--- Start of Information given ---

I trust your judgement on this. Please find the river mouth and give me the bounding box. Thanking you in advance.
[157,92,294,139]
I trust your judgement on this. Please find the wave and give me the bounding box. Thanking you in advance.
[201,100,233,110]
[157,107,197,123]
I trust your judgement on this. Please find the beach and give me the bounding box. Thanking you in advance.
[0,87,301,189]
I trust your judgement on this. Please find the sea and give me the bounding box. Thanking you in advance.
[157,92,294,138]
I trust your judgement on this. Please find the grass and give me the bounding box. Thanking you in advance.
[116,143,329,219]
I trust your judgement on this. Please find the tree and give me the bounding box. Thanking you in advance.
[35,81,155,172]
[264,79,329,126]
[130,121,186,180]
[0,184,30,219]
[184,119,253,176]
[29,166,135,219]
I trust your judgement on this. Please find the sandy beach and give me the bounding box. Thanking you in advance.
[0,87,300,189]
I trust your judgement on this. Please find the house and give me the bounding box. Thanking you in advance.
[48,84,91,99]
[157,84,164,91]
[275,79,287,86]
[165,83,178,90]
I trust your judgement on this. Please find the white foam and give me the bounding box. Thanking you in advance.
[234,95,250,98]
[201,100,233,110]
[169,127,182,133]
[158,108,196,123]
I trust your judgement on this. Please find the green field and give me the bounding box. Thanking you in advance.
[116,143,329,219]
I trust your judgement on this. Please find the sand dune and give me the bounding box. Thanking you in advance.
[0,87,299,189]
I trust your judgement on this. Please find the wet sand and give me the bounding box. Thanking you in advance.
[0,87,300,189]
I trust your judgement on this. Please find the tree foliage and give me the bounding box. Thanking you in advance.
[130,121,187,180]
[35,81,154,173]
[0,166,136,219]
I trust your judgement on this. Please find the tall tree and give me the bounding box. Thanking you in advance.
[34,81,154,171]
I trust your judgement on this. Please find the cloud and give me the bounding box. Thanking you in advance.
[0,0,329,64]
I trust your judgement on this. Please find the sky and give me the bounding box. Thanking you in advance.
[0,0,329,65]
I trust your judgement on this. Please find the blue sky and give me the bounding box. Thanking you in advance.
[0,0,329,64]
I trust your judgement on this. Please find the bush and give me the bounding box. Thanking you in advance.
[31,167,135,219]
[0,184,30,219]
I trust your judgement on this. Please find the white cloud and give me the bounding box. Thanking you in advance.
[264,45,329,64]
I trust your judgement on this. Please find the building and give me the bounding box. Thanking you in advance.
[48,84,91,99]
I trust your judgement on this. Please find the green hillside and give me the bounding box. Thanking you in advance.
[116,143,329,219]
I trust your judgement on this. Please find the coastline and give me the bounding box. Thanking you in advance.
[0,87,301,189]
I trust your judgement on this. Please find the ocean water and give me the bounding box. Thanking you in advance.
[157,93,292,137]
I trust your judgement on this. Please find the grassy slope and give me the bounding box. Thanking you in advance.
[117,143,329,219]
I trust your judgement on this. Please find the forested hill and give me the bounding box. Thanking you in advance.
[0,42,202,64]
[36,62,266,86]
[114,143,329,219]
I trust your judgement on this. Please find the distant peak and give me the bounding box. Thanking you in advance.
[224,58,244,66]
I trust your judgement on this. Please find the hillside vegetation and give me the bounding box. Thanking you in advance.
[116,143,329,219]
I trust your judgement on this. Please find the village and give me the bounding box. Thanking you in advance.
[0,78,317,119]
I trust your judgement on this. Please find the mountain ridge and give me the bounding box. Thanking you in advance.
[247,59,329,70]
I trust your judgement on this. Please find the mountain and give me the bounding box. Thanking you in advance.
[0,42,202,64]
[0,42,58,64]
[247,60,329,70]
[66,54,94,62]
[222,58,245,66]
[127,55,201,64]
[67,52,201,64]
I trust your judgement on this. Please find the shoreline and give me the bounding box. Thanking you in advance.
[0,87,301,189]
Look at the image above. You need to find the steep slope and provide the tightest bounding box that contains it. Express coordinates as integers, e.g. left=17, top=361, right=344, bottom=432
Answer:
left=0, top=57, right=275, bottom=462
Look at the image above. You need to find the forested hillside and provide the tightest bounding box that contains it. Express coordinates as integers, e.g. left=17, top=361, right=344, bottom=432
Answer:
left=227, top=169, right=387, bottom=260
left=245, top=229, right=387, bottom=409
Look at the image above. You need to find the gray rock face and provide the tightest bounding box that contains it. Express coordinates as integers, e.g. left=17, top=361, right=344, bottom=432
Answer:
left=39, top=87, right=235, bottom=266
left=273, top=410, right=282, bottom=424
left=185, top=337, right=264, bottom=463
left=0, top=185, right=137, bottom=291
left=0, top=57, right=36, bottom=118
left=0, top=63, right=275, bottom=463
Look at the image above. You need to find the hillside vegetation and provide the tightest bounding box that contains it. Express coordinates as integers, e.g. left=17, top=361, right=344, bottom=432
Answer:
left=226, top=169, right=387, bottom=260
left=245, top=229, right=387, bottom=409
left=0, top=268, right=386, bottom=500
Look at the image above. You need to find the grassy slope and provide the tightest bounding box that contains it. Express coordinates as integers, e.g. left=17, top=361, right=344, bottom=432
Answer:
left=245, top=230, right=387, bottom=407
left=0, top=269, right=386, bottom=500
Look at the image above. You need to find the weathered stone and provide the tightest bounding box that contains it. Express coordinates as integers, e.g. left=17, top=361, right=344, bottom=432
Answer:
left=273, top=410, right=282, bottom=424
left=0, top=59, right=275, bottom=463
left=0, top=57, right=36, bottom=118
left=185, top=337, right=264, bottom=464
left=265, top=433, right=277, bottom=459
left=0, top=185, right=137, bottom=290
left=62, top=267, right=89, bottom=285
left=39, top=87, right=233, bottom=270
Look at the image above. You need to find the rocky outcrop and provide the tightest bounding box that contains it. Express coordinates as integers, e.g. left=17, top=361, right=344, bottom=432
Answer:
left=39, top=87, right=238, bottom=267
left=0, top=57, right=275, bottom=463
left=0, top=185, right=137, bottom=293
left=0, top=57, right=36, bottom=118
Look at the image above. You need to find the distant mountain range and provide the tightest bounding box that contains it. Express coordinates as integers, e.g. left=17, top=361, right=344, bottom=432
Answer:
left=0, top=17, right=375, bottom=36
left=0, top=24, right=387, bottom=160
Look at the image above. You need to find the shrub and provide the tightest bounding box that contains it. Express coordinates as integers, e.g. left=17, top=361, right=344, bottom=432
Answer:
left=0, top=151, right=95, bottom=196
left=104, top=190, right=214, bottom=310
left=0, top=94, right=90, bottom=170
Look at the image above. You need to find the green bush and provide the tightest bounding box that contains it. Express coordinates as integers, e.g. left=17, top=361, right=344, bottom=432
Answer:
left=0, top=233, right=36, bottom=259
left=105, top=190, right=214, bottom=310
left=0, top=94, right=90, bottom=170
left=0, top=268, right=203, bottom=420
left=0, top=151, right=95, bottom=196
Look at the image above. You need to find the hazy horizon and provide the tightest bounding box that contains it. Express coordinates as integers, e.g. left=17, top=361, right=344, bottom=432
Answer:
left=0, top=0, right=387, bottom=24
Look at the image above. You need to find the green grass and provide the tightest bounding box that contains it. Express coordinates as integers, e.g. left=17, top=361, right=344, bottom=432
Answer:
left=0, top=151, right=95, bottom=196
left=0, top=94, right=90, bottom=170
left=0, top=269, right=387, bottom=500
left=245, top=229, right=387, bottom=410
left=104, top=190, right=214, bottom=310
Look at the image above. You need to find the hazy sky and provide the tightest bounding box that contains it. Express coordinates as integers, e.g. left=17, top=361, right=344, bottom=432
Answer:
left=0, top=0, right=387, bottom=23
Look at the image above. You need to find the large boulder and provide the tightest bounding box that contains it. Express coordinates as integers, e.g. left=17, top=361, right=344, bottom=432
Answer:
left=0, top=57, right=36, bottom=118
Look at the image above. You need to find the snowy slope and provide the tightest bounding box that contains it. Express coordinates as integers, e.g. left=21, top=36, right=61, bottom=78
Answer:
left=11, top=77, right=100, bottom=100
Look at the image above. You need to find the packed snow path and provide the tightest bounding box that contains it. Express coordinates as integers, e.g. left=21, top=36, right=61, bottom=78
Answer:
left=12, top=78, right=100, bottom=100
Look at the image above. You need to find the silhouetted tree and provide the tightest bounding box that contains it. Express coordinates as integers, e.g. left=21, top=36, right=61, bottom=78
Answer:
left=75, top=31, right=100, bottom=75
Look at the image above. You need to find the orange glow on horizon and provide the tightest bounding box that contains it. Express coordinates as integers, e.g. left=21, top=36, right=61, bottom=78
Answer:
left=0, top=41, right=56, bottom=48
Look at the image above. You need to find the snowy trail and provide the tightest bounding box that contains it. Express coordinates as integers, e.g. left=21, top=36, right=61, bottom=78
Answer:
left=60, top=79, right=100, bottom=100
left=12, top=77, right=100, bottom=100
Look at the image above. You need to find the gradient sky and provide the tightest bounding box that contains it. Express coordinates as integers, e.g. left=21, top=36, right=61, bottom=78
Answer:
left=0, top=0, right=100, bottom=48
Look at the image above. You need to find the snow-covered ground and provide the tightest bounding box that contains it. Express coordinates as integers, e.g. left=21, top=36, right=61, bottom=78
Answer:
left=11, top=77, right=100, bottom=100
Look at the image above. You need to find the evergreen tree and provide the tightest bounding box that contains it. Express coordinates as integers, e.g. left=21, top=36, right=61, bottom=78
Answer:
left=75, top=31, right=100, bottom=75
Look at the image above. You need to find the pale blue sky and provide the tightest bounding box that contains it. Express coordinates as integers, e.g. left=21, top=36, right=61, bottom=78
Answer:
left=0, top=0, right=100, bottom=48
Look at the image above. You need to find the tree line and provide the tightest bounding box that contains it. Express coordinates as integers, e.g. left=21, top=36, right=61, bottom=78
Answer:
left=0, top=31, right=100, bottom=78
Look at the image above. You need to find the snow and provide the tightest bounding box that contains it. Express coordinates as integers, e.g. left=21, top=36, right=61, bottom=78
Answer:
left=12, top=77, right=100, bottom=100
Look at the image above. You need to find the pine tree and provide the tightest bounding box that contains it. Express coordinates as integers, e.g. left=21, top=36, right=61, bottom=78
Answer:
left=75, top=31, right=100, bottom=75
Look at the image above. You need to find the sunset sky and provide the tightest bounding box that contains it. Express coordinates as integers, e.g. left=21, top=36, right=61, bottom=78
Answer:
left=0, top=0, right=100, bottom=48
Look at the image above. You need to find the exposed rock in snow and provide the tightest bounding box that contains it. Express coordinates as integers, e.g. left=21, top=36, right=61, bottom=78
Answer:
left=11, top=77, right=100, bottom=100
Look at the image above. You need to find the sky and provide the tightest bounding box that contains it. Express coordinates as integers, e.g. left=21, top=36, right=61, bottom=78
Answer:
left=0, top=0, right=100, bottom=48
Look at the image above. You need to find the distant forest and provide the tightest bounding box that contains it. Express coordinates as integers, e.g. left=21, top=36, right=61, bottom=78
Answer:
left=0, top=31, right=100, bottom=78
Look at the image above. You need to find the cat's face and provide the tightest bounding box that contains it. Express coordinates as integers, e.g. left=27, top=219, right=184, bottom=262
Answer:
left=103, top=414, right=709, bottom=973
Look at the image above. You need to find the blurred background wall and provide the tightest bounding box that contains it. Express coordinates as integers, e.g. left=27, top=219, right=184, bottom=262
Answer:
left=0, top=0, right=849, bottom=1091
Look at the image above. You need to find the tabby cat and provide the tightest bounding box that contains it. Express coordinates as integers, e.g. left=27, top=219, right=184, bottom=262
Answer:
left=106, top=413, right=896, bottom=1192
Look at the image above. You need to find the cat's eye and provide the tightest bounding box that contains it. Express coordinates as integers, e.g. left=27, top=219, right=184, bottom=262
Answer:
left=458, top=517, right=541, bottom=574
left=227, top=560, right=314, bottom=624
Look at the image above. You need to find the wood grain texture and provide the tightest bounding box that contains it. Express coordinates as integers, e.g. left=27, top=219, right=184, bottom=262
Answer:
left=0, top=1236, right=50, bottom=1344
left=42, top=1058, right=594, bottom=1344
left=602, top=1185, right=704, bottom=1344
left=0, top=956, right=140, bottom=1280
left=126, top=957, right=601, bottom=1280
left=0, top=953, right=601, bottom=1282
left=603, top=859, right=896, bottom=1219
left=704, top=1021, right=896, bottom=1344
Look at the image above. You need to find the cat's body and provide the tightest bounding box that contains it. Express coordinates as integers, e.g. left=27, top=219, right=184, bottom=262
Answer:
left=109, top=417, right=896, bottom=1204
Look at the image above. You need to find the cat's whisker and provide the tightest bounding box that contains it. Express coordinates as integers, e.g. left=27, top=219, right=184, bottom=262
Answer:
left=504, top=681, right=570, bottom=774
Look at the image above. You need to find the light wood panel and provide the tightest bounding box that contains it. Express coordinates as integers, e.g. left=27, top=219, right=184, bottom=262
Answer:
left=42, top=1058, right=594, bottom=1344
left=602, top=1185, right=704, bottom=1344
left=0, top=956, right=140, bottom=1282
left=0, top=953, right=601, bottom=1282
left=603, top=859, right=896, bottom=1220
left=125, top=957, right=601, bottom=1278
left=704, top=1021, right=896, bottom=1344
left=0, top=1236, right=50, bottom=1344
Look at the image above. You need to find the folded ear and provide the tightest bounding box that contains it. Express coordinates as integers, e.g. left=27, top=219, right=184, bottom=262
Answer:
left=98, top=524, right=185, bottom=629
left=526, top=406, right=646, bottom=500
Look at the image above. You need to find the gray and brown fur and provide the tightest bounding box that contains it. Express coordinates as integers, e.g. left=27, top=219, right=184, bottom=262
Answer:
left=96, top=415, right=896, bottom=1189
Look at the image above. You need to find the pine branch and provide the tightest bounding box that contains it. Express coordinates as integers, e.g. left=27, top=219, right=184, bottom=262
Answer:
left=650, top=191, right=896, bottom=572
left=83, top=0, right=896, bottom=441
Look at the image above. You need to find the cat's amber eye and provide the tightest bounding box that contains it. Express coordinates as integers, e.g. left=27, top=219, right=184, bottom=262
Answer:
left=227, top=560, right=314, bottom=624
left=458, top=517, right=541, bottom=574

--- End of Information given ---

# Given exercise:
Write out the lines above verbatim, beginning at the line that contains "the distant forest" and stopping after the line that contains "left=103, top=414, right=709, bottom=973".

# Task result:
Look at the image above. You need to find the distant forest and provide the tightest bounding box that contains it. Express coordinates as integers, e.g. left=21, top=36, right=61, bottom=78
Answer:
left=0, top=31, right=100, bottom=78
Look at the image above. You need to find the cat's face and provide the tightest bounding box that contains it. Express coordinates as integers, e.g. left=27, top=219, right=184, bottom=262
Answer:
left=103, top=414, right=709, bottom=973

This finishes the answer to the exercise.